(Stored items)
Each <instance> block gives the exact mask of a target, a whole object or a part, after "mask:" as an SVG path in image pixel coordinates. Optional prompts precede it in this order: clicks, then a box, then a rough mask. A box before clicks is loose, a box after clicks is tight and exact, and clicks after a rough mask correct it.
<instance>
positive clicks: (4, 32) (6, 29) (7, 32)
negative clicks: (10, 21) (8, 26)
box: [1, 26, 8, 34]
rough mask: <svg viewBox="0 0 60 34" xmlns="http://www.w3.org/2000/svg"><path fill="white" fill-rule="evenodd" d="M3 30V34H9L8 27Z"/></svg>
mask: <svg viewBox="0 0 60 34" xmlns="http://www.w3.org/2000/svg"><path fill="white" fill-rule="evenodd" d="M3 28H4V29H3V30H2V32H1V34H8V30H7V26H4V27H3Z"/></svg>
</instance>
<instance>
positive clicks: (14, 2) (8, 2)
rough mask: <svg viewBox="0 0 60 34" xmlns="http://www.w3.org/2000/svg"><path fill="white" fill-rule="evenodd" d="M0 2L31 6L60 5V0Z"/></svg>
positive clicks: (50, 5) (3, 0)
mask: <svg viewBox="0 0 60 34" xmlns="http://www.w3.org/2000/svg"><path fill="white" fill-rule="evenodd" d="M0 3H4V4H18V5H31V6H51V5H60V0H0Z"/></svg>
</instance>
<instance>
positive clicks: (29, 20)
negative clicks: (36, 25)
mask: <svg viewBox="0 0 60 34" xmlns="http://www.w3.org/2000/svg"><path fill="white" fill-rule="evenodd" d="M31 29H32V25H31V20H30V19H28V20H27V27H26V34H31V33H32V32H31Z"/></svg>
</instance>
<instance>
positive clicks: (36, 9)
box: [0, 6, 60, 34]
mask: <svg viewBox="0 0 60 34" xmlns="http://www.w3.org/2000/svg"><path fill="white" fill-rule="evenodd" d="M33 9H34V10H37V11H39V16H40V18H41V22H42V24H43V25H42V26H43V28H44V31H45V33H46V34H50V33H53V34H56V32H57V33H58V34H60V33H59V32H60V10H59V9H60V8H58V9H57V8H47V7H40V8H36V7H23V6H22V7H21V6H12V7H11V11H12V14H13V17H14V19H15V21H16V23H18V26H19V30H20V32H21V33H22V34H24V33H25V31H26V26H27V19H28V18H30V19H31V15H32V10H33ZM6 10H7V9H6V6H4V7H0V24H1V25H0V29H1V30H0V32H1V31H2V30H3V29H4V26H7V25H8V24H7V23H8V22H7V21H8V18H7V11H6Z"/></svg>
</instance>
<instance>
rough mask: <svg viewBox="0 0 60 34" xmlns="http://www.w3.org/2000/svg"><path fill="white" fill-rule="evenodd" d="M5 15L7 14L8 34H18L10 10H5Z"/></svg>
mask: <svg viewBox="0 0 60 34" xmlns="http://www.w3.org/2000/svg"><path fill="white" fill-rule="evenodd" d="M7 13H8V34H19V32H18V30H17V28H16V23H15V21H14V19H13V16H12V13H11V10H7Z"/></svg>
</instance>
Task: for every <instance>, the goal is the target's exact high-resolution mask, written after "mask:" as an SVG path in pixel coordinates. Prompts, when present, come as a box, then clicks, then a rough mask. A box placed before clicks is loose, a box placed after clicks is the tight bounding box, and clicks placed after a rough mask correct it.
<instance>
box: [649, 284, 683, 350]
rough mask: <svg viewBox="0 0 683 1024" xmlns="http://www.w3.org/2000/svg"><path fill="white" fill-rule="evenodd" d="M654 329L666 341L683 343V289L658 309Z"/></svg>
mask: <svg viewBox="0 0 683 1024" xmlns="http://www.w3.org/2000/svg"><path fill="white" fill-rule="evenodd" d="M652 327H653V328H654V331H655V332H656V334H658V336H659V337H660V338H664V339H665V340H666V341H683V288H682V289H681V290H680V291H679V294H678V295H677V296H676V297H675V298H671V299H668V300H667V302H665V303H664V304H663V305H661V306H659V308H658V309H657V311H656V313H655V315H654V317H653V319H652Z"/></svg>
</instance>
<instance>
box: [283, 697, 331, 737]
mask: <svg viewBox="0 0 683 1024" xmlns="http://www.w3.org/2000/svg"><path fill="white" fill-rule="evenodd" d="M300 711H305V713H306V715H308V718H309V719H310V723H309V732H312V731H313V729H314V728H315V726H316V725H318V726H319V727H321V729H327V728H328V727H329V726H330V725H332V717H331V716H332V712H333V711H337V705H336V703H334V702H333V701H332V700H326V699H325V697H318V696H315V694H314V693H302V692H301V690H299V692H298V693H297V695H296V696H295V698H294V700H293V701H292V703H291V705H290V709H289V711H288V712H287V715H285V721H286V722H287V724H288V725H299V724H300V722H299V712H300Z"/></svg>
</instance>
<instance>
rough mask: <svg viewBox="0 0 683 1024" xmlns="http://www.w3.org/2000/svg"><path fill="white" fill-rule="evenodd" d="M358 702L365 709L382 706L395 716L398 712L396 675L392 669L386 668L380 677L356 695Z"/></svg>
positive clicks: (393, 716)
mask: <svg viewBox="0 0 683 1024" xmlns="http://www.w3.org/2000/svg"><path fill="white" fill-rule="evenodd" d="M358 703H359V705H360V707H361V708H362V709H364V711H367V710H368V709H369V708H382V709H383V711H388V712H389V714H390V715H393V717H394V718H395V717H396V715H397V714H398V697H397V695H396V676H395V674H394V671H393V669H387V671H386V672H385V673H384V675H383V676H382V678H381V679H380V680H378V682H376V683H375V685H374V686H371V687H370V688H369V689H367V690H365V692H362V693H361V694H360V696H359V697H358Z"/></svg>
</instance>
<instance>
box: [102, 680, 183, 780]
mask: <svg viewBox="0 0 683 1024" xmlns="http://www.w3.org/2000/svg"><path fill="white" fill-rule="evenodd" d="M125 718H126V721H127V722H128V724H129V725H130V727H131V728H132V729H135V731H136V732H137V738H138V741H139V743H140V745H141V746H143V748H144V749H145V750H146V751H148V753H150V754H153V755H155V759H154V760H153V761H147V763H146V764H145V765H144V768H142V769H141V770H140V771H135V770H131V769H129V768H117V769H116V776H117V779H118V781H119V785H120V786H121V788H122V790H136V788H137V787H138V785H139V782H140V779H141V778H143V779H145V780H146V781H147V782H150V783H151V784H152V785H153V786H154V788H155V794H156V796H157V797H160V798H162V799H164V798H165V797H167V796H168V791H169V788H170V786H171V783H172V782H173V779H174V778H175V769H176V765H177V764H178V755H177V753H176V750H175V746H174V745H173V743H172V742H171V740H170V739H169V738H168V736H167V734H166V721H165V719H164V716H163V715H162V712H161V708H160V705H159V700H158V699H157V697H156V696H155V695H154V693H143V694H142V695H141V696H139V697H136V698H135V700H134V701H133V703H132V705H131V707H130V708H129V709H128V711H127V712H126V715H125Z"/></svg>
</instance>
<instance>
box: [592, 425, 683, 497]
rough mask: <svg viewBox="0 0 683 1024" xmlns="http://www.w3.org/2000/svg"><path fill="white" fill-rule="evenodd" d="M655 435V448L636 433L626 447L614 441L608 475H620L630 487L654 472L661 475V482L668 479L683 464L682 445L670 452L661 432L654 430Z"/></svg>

» TASK TO COMPLETE
Put down each entry again, unchanged and complete.

» RESPONSE FOR THIS EXERCISE
Each <instance> block gives the exact mask of a target, a whole object or a part, after "mask:" as an SVG path in image pixel coordinates. Optional prompts precede it in this order: clicks, then a box, then a rough mask. A box before clicks is loose, a box after clicks is tight and exact, and clicks after a rough mask correct it.
<instance>
positive clicks: (4, 32) (6, 29) (7, 32)
negative clicks: (10, 21) (8, 26)
box: [1, 26, 8, 34]
rough mask: <svg viewBox="0 0 60 34" xmlns="http://www.w3.org/2000/svg"><path fill="white" fill-rule="evenodd" d="M3 30V34H9L8 27Z"/></svg>
mask: <svg viewBox="0 0 60 34" xmlns="http://www.w3.org/2000/svg"><path fill="white" fill-rule="evenodd" d="M3 28H4V29H3V30H2V32H1V34H8V30H7V26H4V27H3Z"/></svg>
</instance>
<instance>
positive clicks: (14, 2) (8, 2)
rough mask: <svg viewBox="0 0 60 34" xmlns="http://www.w3.org/2000/svg"><path fill="white" fill-rule="evenodd" d="M0 2L31 6L60 5V0Z"/></svg>
positive clicks: (50, 5) (3, 0)
mask: <svg viewBox="0 0 60 34" xmlns="http://www.w3.org/2000/svg"><path fill="white" fill-rule="evenodd" d="M0 3H4V4H18V5H31V6H51V5H60V0H0Z"/></svg>
</instance>
<instance>
positive clicks: (29, 20)
negative clicks: (36, 25)
mask: <svg viewBox="0 0 60 34" xmlns="http://www.w3.org/2000/svg"><path fill="white" fill-rule="evenodd" d="M31 29H32V25H31V20H30V19H28V20H27V27H26V34H31V33H32V32H31Z"/></svg>
</instance>
<instance>
positive clicks: (36, 9)
box: [0, 6, 60, 34]
mask: <svg viewBox="0 0 60 34" xmlns="http://www.w3.org/2000/svg"><path fill="white" fill-rule="evenodd" d="M33 9H34V10H37V11H39V16H40V18H41V22H42V24H43V25H42V26H43V28H44V31H45V33H46V34H50V33H53V34H56V32H57V33H58V34H60V33H59V32H60V10H59V9H60V8H58V9H57V8H47V7H40V8H36V7H23V6H22V7H21V6H12V7H11V11H12V14H13V17H14V19H15V21H16V23H18V26H19V30H20V32H21V33H22V34H24V33H25V31H26V26H27V19H28V18H30V19H31V15H32V10H33ZM6 10H7V9H6V6H4V7H0V24H1V25H0V29H1V30H0V32H1V31H2V30H3V29H4V26H7V25H8V24H7V23H8V22H7V21H8V18H7V11H6Z"/></svg>
</instance>
<instance>
rough mask: <svg viewBox="0 0 60 34" xmlns="http://www.w3.org/2000/svg"><path fill="white" fill-rule="evenodd" d="M5 15L7 14L8 34H18L10 10H5Z"/></svg>
mask: <svg viewBox="0 0 60 34" xmlns="http://www.w3.org/2000/svg"><path fill="white" fill-rule="evenodd" d="M7 13H8V34H19V32H18V30H17V28H16V23H15V21H14V19H13V16H12V13H11V10H7Z"/></svg>
</instance>
Task: for every <instance>, the goal is the target's exact high-resolution mask, written after "mask:" as an SVG path in pixel coordinates. Prompts, when present, come as a box, then clicks, then a rough mask. A box placed before clicks is loose, a box placed after clicks is the tight bounding box, and clicks placed after a rough mask correct it.
<instance>
box: [649, 284, 683, 350]
rough mask: <svg viewBox="0 0 683 1024" xmlns="http://www.w3.org/2000/svg"><path fill="white" fill-rule="evenodd" d="M654 329L666 341L683 343V289L658 309Z"/></svg>
mask: <svg viewBox="0 0 683 1024" xmlns="http://www.w3.org/2000/svg"><path fill="white" fill-rule="evenodd" d="M652 327H653V328H654V331H655V332H656V334H658V336H659V337H660V338H664V339H665V340H666V341H683V288H682V289H681V290H680V291H679V294H678V295H677V296H676V297H675V298H671V299H668V300H667V302H665V303H664V304H663V305H661V306H659V308H658V309H657V311H656V313H655V315H654V317H653V319H652Z"/></svg>
</instance>
<instance>
box: [283, 697, 331, 737]
mask: <svg viewBox="0 0 683 1024" xmlns="http://www.w3.org/2000/svg"><path fill="white" fill-rule="evenodd" d="M300 711H305V713H306V715H308V718H309V719H310V723H309V732H312V731H313V729H314V728H315V726H316V725H318V726H319V727H321V729H327V728H328V727H329V726H330V725H332V717H331V716H332V712H333V711H337V705H336V703H334V702H333V701H332V700H326V699H325V697H318V696H315V694H314V693H302V692H301V690H299V692H298V693H297V695H296V696H295V698H294V700H293V701H292V703H291V705H290V709H289V711H288V712H287V715H285V721H286V722H287V724H288V725H299V724H300V722H299V712H300Z"/></svg>
</instance>
<instance>
rough mask: <svg viewBox="0 0 683 1024" xmlns="http://www.w3.org/2000/svg"><path fill="white" fill-rule="evenodd" d="M358 702L365 709L382 706L395 716L398 712L396 675L392 669L386 668L380 677L356 695Z"/></svg>
positive clicks: (393, 716)
mask: <svg viewBox="0 0 683 1024" xmlns="http://www.w3.org/2000/svg"><path fill="white" fill-rule="evenodd" d="M358 703H359V705H360V707H361V708H362V709H364V711H367V710H368V709H369V708H382V709H383V711H388V712H389V714H390V715H393V717H394V718H395V717H396V715H397V714H398V697H397V695H396V676H395V674H394V671H393V669H387V671H386V672H385V673H384V675H383V676H382V678H381V679H380V680H378V682H376V683H375V685H374V686H371V687H370V688H369V689H367V690H365V692H362V693H361V694H360V696H359V697H358Z"/></svg>
</instance>
<instance>
box: [102, 680, 183, 780]
mask: <svg viewBox="0 0 683 1024" xmlns="http://www.w3.org/2000/svg"><path fill="white" fill-rule="evenodd" d="M125 718H126V721H127V722H128V724H129V725H130V727H131V728H132V729H135V731H136V732H137V738H138V741H139V743H140V745H141V746H143V748H144V749H145V750H146V751H148V753H150V754H153V755H155V759H154V760H153V761H147V763H146V764H145V765H144V768H142V769H141V770H140V771H135V770H131V769H129V768H117V769H116V776H117V779H118V781H119V785H120V786H121V788H122V790H136V788H137V787H138V785H139V782H140V779H141V778H143V779H145V780H146V781H147V782H150V783H151V784H152V785H153V786H154V788H155V794H156V796H157V797H160V798H162V799H164V798H165V797H167V796H168V791H169V788H170V786H171V783H172V782H173V779H174V778H175V769H176V765H177V764H178V755H177V753H176V750H175V746H174V745H173V743H172V742H171V740H170V739H169V738H168V736H167V734H166V721H165V719H164V716H163V715H162V712H161V708H160V705H159V700H158V699H157V697H156V696H155V695H154V693H143V694H142V695H141V696H139V697H136V698H135V700H134V701H133V703H132V705H131V707H130V708H129V709H128V711H127V712H126V715H125Z"/></svg>
</instance>
<instance>
box: [592, 425, 683, 497]
rough mask: <svg viewBox="0 0 683 1024" xmlns="http://www.w3.org/2000/svg"><path fill="white" fill-rule="evenodd" d="M655 435V448L636 433L626 447L614 441L608 475H620L630 487L654 472L661 475V482L668 479L683 464L682 445L670 452L661 432L654 430Z"/></svg>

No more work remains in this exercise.